▸ **LATIHAN SINGKAT 1**:
Kumpulkan semua baris dalam catatan di bawah yang memuat kata "roof".

Abu Abdillah al Kurtubi al
Mufassir dalam tafsirnya, hasad ada dua macam. Terpuji dan tercela. Yang
tercela adalah menginginkan hilangnya nikmat dari seseroagn sesama muslim. Baik
Anda berangan-angan agar berpindah kepada Anda, ataupun tidak. Dan hasad jenis
ini adalah yang Allah cela. Berkenaan dengna orang Yahudi, Allah katakan,
‘apakah mereka hasad pada orang orang Yahudi pada nabi dan para sahabat, atas
nikmat anugerah yagn Allah berikan pada nabi dan para sahabat.’ Dan hasad
semacam ini tercela karena unsur di dalam hasad yaitu menggodo-godokan Allah (al
haqq) karena secara langsung dikatakan, ‘ya Allah, salah engkaku memberikan
nikmat pada dia, harusnya padaku’ menyalahkan Allah atas takdir yang diberikan.

▸ **BAHAN YANG DISEDIAKAN**:
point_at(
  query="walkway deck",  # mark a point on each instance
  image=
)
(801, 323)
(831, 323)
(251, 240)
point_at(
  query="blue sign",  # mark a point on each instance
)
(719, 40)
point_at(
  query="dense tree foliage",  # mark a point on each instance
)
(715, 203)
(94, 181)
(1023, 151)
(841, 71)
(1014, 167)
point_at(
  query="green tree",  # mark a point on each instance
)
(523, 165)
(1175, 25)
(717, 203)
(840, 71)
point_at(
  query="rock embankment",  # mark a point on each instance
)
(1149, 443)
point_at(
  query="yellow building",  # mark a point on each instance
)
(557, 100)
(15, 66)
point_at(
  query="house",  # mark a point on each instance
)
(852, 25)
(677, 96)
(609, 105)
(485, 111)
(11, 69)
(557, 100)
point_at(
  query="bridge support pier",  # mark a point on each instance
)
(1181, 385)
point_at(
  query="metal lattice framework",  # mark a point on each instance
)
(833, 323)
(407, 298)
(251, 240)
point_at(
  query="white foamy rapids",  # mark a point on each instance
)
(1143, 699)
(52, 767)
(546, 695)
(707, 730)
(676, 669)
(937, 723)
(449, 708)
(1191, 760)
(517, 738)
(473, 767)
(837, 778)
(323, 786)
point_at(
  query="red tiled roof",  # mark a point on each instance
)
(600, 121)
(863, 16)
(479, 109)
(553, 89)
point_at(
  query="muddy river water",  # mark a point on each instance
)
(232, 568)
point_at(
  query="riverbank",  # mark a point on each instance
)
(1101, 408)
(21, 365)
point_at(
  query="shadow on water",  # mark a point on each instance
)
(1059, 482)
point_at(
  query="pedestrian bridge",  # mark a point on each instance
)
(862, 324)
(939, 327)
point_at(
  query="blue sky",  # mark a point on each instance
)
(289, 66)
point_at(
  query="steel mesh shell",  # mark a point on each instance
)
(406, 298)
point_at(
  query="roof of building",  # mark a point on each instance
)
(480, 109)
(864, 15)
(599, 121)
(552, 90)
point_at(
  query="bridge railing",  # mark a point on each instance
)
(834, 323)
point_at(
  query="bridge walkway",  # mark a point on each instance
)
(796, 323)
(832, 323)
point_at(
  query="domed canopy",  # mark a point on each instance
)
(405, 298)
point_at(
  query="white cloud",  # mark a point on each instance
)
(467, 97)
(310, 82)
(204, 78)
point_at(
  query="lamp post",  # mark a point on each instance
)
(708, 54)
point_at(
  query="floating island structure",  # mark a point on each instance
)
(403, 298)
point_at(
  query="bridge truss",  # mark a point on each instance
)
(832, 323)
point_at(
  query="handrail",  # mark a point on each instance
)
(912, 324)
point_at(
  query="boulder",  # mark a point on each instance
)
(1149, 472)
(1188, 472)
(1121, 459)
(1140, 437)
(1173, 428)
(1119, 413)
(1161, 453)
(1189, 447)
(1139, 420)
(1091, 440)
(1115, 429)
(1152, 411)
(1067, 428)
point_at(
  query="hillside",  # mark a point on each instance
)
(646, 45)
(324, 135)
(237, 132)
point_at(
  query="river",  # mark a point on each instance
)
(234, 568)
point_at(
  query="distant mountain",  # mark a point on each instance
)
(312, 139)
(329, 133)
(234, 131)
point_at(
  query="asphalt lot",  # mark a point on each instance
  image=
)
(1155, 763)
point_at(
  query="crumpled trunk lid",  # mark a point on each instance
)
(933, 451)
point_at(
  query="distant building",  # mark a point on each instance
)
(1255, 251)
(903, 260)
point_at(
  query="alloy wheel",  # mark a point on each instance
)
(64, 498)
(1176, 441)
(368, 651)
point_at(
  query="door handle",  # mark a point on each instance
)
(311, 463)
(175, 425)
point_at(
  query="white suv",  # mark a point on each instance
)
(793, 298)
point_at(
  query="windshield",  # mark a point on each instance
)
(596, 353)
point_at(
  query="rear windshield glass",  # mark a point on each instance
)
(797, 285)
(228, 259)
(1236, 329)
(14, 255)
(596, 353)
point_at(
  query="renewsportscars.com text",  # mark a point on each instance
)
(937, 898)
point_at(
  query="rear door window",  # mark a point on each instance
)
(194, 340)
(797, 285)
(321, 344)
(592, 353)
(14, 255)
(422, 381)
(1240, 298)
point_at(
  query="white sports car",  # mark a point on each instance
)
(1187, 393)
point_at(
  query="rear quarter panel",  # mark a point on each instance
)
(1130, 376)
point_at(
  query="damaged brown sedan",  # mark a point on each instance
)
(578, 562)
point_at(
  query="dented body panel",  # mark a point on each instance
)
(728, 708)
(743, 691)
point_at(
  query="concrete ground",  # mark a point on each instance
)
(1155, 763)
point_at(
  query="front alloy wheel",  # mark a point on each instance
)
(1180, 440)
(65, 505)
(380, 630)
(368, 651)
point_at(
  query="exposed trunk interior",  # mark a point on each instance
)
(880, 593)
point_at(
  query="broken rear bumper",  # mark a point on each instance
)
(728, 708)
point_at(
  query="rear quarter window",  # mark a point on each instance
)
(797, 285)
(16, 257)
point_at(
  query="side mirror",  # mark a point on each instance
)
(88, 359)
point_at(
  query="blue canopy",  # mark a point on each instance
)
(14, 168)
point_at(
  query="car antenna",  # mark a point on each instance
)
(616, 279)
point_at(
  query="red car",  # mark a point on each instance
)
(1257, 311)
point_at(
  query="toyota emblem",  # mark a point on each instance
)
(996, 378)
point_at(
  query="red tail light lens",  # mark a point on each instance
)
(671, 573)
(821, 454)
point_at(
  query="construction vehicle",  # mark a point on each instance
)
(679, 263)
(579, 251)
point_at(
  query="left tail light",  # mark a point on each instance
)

▸ **LATIHAN SINGKAT 2**:
Salin persis bagian kutipan tentang hasad di atas yang dimulai dengan kata-kata yang memuat "Abu Abdillah al" dan diakhiri dengan "takdir yang diberikan.".

▸ **JAWABAN 1**:
  query="red tiled roof",  # mark a point on each instance
  query="roof of building",  # mark a point on each instance

▸ **JAWABAN 2**:
Abu Abdillah al Kurtubi al
Mufassir dalam tafsirnya, hasad ada dua macam. Terpuji dan tercela. Yang
tercela adalah menginginkan hilangnya nikmat dari seseroagn sesama muslim. Baik
Anda berangan-angan agar berpindah kepada Anda, ataupun tidak. Dan hasad jenis
ini adalah yang Allah cela. Berkenaan dengna orang Yahudi, Allah katakan,
‘apakah mereka hasad pada orang orang Yahudi pada nabi dan para sahabat, atas
nikmat anugerah yagn Allah berikan pada nabi dan para sahabat.’ Dan hasad
semacam ini tercela karena unsur di dalam hasad yaitu menggodo-godokan Allah (al
haqq) karena secara langsung dikatakan, ‘ya Allah, salah engkaku memberikan
nikmat pada dia, harusnya padaku’ menyalahkan Allah atas takdir yang diberikan.